» **SCHRIFTLICHE AUFGABE**
Gib den Wetterbericht zu Gewittern und Starkregen vollständig und Wort für Wort wieder.

» **VORLIEGENDER AUSZUG**
___

Kurzum, in den nächsten Stunden verlagern sich die aktuellen Gewitter mehr und
mehr in den Osten und Südosten des Landes, wobei in gering geschertem Umfeld der
Hang zur Verclusterung zunimmt. Damit rückt auch die Starkregenproblematik noch
mehr in den Vordergrund, als das tagsüber schon der Fall war. Hagel und Sturm
spielen kaum noch eine Rolle, allenfalls in den Anfangsstunden der Nacht ist
hier und da noch etwas größerer Hagel zu erwarten. Ansonsten besteht die größte
Starkregengefahr zunächst in einem gekrümmten Streifen, der von Ost- über
Nordbayern bis nach Thüringen und Hessen reicht. Bis zum Morgen kommen dann noch
Teile Sachsens und Sachsen-Anhalts, vielleicht auch noch das südliche
Niedersachsen (vor allem die Harzregion) dazu. Neben ein- ist auch mehrstündiger
Starkregen möglich, der darüber hinaus nicht zwingend mit Gewittern einhergehen
muss. In der Basis sollten markante Warnungen reichen (15-25 l/m² pro Stunde und
20 bis 35 innert 6 Stunden), regional begrenzt sind aber auch höhere Mengen der
Größenordnung 40-60 l/m² innerhalb weniger Stunden möglich (Unwetter), wie z.B.
den ID2-EPS-Simulationen mit bis zu 50% Wahrscheinlichkeit entnommen werden
kann.

___

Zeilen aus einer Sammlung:

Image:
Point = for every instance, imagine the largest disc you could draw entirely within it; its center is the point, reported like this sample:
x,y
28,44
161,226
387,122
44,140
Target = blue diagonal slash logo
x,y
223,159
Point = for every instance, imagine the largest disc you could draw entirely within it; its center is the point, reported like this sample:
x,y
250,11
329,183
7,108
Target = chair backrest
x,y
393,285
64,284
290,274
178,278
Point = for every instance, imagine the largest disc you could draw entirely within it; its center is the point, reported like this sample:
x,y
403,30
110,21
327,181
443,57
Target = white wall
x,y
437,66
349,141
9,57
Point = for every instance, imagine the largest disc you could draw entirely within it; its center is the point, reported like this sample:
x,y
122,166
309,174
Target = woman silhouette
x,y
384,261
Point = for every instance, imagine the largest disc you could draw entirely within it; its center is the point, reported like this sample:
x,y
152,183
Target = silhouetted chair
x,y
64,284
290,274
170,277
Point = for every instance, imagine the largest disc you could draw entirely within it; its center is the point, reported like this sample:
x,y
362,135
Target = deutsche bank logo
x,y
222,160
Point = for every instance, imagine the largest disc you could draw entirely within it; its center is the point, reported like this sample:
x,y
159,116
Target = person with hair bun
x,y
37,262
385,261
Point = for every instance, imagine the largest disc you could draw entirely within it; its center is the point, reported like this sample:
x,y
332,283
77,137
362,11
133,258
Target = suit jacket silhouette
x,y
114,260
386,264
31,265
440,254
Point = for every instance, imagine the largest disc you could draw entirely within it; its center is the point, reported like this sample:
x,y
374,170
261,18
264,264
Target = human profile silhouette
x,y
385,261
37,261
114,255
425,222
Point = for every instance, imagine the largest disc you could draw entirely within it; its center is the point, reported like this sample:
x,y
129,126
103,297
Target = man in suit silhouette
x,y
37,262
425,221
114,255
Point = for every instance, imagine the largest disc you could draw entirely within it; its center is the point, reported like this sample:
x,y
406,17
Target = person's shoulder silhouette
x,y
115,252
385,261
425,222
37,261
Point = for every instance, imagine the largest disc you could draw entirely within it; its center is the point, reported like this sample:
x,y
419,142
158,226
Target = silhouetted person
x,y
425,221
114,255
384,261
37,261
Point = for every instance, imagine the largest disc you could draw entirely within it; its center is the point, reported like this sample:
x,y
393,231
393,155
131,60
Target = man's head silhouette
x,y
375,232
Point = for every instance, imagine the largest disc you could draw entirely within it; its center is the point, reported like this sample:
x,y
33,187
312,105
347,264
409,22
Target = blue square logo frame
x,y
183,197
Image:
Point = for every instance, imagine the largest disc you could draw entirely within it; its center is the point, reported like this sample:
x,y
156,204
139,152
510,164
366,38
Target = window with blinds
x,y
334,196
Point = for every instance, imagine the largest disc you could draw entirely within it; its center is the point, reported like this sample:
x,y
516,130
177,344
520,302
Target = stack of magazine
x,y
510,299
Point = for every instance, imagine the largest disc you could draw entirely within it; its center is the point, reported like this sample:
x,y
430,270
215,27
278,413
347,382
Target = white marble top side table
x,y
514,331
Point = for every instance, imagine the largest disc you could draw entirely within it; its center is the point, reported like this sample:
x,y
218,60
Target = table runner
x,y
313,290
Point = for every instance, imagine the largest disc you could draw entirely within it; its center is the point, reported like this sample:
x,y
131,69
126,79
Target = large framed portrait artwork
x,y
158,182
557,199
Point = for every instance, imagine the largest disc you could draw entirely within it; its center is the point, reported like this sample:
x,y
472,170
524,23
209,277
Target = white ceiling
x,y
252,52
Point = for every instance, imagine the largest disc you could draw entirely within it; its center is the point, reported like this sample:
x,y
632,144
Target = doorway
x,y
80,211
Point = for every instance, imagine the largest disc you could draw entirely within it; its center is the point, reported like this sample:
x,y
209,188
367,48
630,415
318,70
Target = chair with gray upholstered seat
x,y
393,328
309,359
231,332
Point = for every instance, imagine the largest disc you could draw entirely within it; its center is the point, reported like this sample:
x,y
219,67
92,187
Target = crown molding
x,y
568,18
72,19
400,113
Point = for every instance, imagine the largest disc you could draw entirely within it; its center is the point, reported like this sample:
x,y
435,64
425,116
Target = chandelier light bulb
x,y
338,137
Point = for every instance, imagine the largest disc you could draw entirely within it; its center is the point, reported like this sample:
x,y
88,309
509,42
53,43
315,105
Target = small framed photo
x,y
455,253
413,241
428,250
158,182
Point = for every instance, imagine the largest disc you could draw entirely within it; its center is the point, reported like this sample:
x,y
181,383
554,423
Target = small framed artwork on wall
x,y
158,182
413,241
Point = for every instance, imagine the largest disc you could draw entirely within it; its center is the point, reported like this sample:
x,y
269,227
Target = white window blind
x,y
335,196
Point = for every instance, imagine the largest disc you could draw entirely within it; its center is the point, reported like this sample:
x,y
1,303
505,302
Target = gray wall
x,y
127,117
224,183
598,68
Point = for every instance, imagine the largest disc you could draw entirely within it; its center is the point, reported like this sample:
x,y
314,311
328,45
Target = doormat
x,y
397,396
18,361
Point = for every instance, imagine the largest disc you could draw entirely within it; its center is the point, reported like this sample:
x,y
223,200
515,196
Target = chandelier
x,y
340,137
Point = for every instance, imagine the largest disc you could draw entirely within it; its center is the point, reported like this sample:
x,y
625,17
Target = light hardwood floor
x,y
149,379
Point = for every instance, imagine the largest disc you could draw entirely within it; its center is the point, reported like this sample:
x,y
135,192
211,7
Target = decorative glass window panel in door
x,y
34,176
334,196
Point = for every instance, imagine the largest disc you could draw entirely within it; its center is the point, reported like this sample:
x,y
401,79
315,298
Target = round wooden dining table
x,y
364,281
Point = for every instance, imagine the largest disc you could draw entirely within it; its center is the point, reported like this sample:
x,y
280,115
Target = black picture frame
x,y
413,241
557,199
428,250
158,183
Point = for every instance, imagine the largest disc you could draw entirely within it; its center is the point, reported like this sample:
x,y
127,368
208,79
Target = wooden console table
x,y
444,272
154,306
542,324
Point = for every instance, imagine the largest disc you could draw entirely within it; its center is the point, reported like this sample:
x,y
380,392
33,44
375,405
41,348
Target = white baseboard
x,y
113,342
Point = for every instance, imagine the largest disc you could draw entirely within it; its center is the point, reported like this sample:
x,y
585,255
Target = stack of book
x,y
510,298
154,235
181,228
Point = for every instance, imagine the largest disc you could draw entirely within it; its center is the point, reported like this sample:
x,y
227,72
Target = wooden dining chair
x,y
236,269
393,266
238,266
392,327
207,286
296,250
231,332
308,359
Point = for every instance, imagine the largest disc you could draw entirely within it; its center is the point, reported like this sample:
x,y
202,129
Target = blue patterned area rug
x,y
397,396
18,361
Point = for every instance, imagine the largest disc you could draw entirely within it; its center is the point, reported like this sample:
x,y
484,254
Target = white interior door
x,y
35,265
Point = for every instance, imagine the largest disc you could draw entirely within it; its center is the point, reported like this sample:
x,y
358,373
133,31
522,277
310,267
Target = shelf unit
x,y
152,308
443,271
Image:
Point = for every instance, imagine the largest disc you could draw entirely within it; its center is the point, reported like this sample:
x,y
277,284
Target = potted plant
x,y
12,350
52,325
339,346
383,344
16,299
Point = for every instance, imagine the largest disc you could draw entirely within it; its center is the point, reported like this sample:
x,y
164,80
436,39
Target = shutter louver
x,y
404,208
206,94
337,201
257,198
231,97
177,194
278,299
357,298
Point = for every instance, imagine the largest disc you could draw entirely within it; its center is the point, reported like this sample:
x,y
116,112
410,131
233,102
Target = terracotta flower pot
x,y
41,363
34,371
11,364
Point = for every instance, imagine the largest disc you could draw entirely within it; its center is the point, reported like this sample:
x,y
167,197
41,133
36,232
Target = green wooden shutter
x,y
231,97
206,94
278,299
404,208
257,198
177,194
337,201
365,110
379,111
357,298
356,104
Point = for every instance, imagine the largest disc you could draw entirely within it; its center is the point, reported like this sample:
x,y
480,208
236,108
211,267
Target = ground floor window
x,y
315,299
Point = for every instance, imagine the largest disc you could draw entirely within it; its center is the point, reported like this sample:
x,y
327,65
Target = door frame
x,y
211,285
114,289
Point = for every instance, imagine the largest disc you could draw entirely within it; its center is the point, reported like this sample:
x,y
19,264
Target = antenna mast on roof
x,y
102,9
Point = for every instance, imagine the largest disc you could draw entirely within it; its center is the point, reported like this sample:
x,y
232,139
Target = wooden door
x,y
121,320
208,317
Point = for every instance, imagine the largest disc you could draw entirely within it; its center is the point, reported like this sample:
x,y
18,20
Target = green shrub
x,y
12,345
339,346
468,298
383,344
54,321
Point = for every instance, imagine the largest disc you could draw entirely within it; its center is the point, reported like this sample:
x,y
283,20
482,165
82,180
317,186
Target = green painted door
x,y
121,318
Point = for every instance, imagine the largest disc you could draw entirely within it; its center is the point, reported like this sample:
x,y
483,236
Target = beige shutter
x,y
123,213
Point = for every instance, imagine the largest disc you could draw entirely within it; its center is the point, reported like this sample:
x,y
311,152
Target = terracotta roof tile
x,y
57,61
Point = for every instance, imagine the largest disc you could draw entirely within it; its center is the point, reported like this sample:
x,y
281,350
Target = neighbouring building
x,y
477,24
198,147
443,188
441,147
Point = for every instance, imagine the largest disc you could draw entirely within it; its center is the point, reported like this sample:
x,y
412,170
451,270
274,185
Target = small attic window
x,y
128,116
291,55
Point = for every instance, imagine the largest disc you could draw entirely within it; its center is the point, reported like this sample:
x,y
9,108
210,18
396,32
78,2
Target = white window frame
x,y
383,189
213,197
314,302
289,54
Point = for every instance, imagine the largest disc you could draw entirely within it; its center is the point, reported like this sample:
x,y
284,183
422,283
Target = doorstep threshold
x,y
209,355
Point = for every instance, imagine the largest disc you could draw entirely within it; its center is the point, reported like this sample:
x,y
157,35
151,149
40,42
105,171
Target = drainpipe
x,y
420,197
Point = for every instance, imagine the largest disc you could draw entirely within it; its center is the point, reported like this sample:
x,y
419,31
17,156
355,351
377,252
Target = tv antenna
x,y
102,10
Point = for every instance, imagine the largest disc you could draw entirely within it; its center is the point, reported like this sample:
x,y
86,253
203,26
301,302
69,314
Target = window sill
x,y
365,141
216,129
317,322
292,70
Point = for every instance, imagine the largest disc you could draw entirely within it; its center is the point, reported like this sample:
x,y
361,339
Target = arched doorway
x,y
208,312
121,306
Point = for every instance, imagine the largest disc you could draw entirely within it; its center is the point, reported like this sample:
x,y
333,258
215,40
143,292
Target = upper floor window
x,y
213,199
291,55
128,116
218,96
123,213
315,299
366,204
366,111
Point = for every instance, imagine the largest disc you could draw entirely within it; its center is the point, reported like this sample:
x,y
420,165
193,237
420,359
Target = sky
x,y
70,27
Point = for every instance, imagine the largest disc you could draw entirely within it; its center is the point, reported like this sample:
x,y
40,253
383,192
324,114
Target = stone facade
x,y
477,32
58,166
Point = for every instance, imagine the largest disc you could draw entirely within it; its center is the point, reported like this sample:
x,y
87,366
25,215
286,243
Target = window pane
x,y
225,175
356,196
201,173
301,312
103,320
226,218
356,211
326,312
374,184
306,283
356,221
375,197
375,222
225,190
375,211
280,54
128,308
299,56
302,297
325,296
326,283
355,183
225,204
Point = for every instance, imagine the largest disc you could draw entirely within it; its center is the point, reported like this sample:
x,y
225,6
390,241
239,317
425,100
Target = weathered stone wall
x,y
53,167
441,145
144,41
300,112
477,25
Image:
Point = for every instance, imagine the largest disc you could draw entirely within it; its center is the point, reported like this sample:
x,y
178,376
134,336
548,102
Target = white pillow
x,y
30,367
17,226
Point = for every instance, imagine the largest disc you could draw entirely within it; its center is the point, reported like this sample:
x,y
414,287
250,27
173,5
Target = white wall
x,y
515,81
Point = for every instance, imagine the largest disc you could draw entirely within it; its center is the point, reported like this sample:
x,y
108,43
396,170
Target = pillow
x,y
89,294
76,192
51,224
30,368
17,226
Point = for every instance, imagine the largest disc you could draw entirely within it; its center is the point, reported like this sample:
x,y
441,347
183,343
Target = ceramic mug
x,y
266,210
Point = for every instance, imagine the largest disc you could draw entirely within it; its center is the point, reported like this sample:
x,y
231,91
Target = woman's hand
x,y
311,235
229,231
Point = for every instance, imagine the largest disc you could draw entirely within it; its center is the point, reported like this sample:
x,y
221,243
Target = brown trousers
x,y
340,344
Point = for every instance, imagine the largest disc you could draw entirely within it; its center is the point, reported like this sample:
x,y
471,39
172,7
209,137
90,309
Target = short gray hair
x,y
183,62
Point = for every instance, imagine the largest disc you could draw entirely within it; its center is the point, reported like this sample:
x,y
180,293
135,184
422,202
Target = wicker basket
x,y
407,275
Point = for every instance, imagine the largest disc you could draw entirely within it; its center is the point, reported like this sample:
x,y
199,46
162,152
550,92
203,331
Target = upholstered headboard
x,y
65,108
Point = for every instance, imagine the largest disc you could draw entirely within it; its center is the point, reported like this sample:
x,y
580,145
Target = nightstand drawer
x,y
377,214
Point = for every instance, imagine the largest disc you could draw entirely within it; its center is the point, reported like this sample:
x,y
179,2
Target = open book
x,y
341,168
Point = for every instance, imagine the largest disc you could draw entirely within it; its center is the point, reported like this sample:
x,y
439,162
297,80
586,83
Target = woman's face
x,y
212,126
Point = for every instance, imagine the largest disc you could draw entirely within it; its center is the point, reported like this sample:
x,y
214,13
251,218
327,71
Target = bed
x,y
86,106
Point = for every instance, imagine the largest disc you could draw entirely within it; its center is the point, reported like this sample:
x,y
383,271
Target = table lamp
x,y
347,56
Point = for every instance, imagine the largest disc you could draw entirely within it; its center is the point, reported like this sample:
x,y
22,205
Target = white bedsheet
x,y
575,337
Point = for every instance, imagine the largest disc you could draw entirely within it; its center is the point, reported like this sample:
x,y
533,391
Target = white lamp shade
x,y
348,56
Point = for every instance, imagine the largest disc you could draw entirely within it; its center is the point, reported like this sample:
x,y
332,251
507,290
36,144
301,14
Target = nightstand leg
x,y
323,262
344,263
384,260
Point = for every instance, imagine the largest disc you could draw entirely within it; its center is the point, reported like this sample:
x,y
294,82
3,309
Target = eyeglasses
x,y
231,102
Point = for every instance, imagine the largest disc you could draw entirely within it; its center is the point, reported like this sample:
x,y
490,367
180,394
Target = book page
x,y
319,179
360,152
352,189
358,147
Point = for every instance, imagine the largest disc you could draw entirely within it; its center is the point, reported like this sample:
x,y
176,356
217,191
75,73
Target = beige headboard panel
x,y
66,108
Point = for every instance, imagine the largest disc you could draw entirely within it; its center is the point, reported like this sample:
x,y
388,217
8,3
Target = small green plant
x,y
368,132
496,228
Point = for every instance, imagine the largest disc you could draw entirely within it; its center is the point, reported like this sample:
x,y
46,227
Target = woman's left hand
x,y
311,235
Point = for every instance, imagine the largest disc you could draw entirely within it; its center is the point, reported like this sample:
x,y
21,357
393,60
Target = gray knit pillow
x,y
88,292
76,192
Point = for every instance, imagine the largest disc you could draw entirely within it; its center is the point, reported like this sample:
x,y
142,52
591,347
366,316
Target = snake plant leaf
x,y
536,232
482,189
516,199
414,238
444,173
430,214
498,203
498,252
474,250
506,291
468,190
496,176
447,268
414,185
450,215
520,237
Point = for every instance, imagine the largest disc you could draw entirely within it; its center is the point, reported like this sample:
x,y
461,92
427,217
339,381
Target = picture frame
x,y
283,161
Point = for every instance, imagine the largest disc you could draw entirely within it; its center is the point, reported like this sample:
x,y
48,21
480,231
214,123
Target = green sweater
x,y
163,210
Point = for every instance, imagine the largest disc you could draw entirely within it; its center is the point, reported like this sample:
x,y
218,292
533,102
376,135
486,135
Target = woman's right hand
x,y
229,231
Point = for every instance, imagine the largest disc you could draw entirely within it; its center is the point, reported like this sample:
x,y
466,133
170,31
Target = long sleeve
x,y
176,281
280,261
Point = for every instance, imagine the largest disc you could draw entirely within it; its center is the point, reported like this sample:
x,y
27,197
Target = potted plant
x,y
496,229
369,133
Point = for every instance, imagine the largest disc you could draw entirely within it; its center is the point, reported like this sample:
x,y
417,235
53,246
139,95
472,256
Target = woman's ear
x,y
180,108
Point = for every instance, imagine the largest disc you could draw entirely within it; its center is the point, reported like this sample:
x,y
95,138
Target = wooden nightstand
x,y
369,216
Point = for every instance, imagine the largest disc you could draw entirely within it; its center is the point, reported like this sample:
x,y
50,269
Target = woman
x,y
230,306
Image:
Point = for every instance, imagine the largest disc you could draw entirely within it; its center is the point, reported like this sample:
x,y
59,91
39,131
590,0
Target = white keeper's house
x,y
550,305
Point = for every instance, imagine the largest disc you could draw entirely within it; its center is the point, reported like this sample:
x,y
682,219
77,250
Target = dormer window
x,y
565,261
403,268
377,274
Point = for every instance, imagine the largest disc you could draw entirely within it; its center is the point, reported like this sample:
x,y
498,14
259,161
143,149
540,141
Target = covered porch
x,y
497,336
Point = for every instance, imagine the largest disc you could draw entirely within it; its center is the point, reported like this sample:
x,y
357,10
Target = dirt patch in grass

___

» **ANTWORT**
Kurzum, in den nächsten Stunden verlagern sich die aktuellen Gewitter mehr und
mehr in den Osten und Südosten des Landes, wobei in gering geschertem Umfeld der
Hang zur Verclusterung zunimmt. Damit rückt auch die Starkregenproblematik noch
mehr in den Vordergrund, als das tagsüber schon der Fall war. Hagel und Sturm
spielen kaum noch eine Rolle, allenfalls in den Anfangsstunden der Nacht ist
hier und da noch etwas größerer Hagel zu erwarten. Ansonsten besteht die größte
Starkregengefahr zunächst in einem gekrümmten Streifen, der von Ost- über
Nordbayern bis nach Thüringen und Hessen reicht. Bis zum Morgen kommen dann noch
Teile Sachsens und Sachsen-Anhalts, vielleicht auch noch das südliche
Niedersachsen (vor allem die Harzregion) dazu. Neben ein- ist auch mehrstündiger
Starkregen möglich, der darüber hinaus nicht zwingend mit Gewittern einhergehen
muss. In der Basis sollten markante Warnungen reichen (15-25 l/m² pro Stunde und
20 bis 35 innert 6 Stunden), regional begrenzt sind aber auch höhere Mengen der
Größenordnung 40-60 l/m² innerhalb weniger Stunden möglich (Unwetter), wie z.B.
den ID2-EPS-Simulationen mit bis zu 50% Wahrscheinlichkeit entnommen werden
kann.